[START Source text]
You are viewing a plain text version of this content. The canonical link for it is here.
Posted to user@pig.apache.org by Vincent Barat <vi...@gmail.com> on 2010/06/12 23:14:44 UTC

HBaseStorage: how to extract columns with non ASCII characters in their name ?

Hello,

I face a difficult issue: I need to extract some data from HBase 
columns whose names include non ASCII characters like "Cinéma" or 
event white spaces " " and coma ",".

exemple:

activity = LOAD 'hbase://activity' USING HBaseStorage('data:Cinéma') 
AS (cinema:chararray);

This line is not rejected by grunt, but does not do the job, as if 
the "data:Cinéma" column was not in my HBase table.
[END Source text]
[START Extracted information]
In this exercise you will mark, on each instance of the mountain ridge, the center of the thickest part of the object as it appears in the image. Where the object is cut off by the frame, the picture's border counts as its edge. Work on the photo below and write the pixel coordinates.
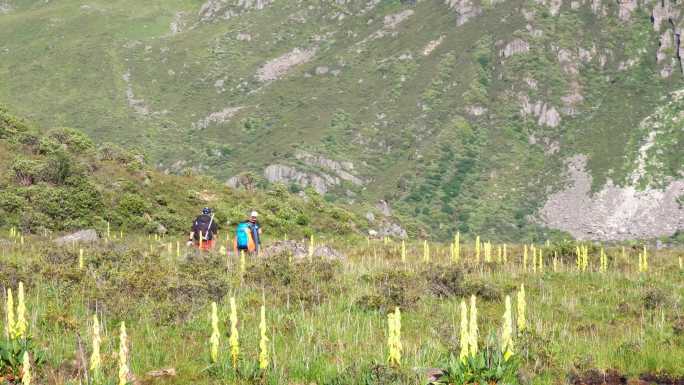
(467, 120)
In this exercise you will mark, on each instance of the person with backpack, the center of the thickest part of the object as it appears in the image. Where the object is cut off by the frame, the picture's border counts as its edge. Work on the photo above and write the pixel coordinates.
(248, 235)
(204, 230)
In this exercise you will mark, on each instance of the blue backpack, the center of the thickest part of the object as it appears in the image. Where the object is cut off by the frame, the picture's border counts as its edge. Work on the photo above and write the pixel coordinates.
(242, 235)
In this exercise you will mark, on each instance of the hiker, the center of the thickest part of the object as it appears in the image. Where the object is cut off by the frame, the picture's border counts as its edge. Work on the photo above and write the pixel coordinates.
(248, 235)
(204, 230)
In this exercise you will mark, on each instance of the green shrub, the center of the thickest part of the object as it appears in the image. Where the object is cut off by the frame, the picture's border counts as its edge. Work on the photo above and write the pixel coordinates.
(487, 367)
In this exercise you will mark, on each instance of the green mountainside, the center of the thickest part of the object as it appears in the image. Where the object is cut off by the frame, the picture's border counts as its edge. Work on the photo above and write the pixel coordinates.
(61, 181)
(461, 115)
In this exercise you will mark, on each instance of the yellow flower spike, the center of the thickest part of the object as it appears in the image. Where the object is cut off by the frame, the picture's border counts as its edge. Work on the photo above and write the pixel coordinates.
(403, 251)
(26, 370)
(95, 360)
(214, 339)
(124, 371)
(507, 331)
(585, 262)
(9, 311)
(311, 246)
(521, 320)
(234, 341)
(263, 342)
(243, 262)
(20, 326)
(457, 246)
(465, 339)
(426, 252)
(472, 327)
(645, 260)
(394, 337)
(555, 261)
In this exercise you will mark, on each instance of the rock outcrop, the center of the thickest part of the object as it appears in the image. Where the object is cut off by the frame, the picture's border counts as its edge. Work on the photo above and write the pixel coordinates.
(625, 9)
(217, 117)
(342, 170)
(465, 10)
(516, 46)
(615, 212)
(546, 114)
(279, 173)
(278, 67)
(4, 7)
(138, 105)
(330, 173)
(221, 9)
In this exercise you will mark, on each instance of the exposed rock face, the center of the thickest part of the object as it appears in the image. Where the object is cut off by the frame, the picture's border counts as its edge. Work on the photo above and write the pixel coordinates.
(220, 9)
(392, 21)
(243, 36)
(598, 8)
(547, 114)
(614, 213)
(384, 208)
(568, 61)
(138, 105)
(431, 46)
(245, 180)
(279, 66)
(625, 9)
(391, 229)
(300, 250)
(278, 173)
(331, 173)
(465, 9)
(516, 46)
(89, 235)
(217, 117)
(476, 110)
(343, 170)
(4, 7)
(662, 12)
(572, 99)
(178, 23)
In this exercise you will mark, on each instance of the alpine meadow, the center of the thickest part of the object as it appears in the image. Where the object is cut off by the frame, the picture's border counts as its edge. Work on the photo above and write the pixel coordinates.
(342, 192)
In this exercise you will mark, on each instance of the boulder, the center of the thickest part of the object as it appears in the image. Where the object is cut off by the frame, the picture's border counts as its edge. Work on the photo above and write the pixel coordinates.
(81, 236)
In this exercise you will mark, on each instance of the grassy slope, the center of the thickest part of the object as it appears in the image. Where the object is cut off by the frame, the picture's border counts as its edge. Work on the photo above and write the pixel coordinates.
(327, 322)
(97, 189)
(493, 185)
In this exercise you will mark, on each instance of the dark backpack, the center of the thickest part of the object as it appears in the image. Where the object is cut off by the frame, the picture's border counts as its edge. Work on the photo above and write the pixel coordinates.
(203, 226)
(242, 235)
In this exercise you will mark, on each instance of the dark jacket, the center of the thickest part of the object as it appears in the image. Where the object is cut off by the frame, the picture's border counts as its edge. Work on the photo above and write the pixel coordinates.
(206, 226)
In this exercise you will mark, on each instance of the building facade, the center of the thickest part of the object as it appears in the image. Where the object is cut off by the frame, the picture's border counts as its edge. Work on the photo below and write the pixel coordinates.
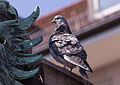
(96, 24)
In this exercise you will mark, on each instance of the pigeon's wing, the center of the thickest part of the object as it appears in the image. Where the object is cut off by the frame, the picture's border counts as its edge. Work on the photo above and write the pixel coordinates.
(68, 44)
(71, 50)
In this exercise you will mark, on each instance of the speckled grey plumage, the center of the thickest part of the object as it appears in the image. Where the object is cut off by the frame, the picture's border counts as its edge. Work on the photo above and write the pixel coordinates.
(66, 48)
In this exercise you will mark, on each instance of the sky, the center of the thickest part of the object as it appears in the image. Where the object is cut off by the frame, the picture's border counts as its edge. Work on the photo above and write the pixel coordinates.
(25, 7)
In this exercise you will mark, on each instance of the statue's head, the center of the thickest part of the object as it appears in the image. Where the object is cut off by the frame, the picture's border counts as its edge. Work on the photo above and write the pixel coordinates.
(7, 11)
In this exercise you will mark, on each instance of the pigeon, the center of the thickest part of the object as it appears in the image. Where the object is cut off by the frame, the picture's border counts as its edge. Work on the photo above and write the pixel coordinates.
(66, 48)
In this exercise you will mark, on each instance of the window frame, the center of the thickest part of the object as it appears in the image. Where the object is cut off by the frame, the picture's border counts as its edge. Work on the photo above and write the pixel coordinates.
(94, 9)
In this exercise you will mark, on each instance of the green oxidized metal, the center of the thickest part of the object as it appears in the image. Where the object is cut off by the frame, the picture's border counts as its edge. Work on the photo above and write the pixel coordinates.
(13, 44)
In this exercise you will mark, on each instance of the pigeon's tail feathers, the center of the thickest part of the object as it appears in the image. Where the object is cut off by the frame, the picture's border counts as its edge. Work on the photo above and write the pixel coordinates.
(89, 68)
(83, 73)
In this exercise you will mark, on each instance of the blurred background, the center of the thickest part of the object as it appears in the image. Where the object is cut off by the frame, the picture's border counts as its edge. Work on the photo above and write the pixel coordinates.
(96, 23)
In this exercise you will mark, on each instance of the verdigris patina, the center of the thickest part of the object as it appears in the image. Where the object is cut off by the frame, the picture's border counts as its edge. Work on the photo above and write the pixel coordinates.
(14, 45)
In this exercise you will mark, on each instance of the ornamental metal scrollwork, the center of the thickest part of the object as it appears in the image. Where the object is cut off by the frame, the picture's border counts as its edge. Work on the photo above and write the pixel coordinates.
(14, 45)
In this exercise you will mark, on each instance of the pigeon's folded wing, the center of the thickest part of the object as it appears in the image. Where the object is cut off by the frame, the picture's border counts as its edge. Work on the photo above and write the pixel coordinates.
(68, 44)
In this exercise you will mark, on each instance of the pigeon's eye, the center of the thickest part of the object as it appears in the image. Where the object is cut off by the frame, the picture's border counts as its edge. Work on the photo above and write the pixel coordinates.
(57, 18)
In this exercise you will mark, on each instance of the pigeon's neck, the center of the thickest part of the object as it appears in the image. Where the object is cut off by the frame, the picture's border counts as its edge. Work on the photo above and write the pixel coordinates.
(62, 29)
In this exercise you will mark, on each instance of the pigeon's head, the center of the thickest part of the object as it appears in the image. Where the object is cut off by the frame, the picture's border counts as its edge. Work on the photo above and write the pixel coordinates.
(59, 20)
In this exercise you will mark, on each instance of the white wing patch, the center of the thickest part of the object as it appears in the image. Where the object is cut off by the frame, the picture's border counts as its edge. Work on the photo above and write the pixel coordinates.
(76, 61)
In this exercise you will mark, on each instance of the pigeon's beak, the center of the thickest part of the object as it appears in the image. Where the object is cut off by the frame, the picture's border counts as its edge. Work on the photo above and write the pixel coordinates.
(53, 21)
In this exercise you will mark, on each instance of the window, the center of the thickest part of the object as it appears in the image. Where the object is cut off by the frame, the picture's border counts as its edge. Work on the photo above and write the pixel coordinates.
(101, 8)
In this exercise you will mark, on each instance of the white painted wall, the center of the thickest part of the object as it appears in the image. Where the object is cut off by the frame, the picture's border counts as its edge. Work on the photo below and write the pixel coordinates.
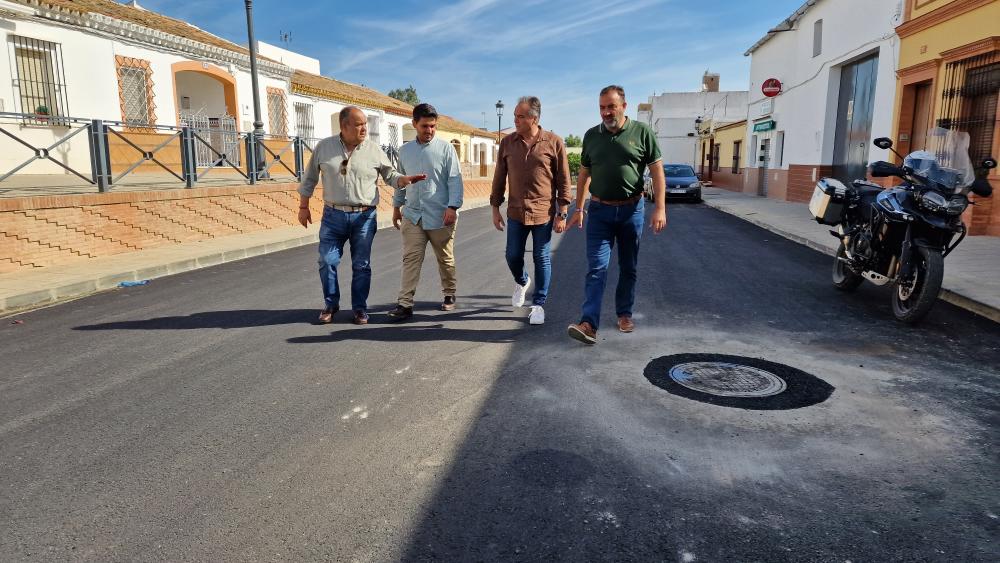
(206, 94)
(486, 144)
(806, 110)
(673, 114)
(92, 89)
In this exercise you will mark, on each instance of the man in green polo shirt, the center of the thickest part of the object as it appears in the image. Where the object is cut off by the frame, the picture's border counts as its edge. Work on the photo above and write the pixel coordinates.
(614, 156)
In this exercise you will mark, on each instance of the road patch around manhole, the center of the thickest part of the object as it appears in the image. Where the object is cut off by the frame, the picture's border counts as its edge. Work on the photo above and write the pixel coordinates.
[END Extracted information]
**Required actions:**
1 – According to the HBaseStorage post, which mailing list was it posted to?
2 – From the line of the listing containing "man in green" through the end of the listing, inclusive, write those lines out again, switching "thickest" to "widest" and changing nothing else.

**Task results:**
1 – user@pig.apache.org

2 –
In this exercise you will mark, on each instance of the man in green polo shirt, the center of the widest part of the object as it appears in the image. Where the object is cut off by the frame, the picture's border counts as its edge. Work on the photo above and write the pixel coordinates.
(614, 156)
In this exercise you will mark, on each instance of the road patch around manhole, the center of the widest part of the object as it appears in the image. Where the object is cut off by the frame, the picture's border counts as its edge. Work on the photo above and write the pixel coordinates.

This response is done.